TASK PROMPT - What do the lines say from the one containing "of the city" to the end of the records? Restate them word for word, and only those.

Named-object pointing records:
----
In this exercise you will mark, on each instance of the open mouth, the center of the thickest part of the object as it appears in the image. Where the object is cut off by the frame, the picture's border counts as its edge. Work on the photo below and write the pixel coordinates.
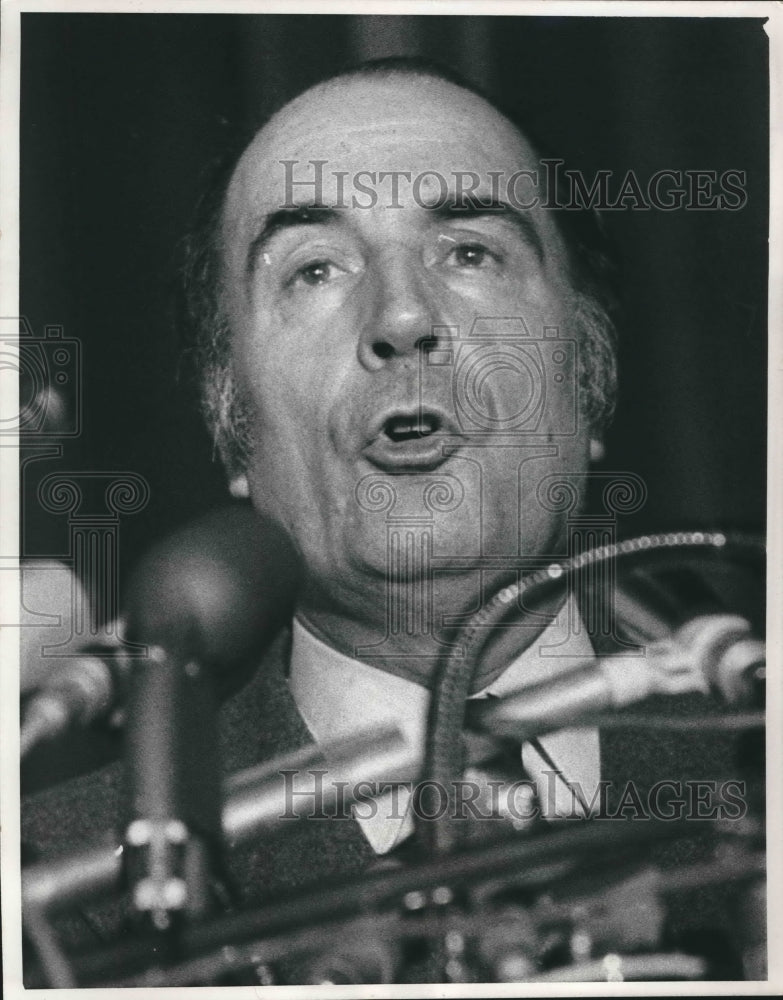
(411, 428)
(412, 440)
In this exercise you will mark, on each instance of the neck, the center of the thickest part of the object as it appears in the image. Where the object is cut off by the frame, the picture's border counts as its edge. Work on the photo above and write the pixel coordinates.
(403, 628)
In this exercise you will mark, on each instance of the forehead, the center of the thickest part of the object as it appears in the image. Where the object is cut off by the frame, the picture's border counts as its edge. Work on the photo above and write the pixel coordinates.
(356, 126)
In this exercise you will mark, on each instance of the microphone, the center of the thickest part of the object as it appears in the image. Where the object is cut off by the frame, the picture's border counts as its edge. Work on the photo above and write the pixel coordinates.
(710, 652)
(206, 602)
(223, 586)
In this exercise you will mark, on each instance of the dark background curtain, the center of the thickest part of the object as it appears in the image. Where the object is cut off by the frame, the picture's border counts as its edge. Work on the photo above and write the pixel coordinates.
(122, 113)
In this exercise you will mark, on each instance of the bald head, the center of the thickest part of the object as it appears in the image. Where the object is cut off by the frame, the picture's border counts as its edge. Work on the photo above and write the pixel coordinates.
(382, 139)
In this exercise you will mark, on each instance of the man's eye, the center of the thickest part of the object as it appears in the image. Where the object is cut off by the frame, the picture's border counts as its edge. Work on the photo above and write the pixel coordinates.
(471, 255)
(316, 273)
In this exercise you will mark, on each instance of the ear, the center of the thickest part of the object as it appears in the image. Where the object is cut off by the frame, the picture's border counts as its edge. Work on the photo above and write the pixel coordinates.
(597, 450)
(238, 486)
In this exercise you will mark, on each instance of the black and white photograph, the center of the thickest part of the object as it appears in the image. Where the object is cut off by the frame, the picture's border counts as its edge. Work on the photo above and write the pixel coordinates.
(388, 476)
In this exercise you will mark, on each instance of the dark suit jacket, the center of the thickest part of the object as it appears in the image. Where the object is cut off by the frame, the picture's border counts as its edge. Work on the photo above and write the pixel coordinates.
(261, 721)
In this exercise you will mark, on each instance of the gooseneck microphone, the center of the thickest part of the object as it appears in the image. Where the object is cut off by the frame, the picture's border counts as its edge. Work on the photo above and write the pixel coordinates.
(222, 586)
(205, 603)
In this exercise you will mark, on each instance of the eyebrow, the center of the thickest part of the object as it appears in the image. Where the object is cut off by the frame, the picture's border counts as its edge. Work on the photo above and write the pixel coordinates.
(454, 212)
(286, 218)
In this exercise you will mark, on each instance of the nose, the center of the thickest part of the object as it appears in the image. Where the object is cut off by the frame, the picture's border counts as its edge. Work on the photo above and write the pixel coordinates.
(401, 314)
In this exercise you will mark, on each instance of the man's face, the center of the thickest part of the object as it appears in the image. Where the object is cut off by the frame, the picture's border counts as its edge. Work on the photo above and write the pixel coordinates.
(339, 317)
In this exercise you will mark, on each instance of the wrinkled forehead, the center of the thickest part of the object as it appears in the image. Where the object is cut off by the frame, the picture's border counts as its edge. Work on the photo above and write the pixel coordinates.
(357, 128)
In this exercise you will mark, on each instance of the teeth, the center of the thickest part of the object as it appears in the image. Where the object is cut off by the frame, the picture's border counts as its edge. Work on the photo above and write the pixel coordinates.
(410, 428)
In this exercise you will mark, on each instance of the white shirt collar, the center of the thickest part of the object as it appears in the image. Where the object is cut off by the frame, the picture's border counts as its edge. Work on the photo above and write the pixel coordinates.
(339, 697)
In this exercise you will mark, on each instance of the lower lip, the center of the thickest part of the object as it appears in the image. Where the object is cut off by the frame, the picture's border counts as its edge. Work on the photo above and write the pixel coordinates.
(415, 455)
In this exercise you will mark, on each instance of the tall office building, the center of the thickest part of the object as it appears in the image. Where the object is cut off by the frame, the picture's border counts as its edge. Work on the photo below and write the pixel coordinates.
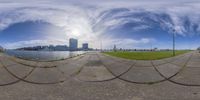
(73, 44)
(85, 46)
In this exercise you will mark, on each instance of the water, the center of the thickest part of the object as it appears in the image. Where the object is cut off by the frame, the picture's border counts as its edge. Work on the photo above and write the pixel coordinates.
(43, 55)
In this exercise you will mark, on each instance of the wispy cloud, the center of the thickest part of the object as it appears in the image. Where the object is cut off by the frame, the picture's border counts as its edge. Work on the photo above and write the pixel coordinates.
(89, 20)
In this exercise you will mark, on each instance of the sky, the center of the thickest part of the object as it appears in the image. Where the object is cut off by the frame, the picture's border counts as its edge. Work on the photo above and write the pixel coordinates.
(127, 24)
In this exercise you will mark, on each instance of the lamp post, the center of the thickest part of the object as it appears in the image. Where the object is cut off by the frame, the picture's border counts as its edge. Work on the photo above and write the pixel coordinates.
(173, 42)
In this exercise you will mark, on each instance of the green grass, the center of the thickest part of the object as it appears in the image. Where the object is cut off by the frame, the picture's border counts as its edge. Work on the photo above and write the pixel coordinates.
(154, 55)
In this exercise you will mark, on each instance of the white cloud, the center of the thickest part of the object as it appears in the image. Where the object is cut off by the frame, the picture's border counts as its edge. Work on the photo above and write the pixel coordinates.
(88, 21)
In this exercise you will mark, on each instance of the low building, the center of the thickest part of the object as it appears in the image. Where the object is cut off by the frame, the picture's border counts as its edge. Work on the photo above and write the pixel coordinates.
(73, 44)
(85, 46)
(1, 49)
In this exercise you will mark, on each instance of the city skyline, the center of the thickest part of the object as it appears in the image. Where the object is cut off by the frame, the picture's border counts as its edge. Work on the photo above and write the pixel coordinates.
(128, 24)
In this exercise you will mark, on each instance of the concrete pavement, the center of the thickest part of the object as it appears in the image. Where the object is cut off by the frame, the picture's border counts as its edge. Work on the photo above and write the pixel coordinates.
(95, 76)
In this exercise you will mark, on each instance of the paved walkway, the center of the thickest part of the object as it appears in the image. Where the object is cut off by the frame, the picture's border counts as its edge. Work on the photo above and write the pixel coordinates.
(95, 76)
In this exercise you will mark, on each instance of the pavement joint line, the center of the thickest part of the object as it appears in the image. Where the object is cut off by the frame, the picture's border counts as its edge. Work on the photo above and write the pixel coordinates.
(24, 78)
(109, 79)
(49, 60)
(28, 65)
(18, 80)
(175, 82)
(116, 76)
----
EXPECTED ANSWER -
In this exercise you will mark, on each instance of the city skyline, the center of the thickest part of the object as it appears in the image. Where the object is cut off by the frame, the picture's border counts as its edge. Work on the photo above and write the pixel coordinates.
(128, 24)
In this exercise you will mark, on each instance of the concrete pavement, the center of the thickest part of the object as it appears in the image. Where the object is cut off by the frame, the picture's border counts as its edge. Work on the photo above and write the pixel coordinates.
(95, 76)
In this exercise you will mark, on each instance of the paved walkway, the center of the thickest part of the object as it appears in the image. Where the object is cut off by the frame, the picture's border counts as its edge. Work on the photo above and write the pixel coordinates.
(95, 76)
In this exercise you will mark, on each instance of the pavement joint line, the center of the thickest part of the object as it appears in the image. Where the object is cut off by the frame, the picture's border counts as its edge. Work on the photo above and write the pixel coordinates.
(24, 78)
(109, 79)
(49, 60)
(28, 65)
(18, 80)
(175, 82)
(116, 76)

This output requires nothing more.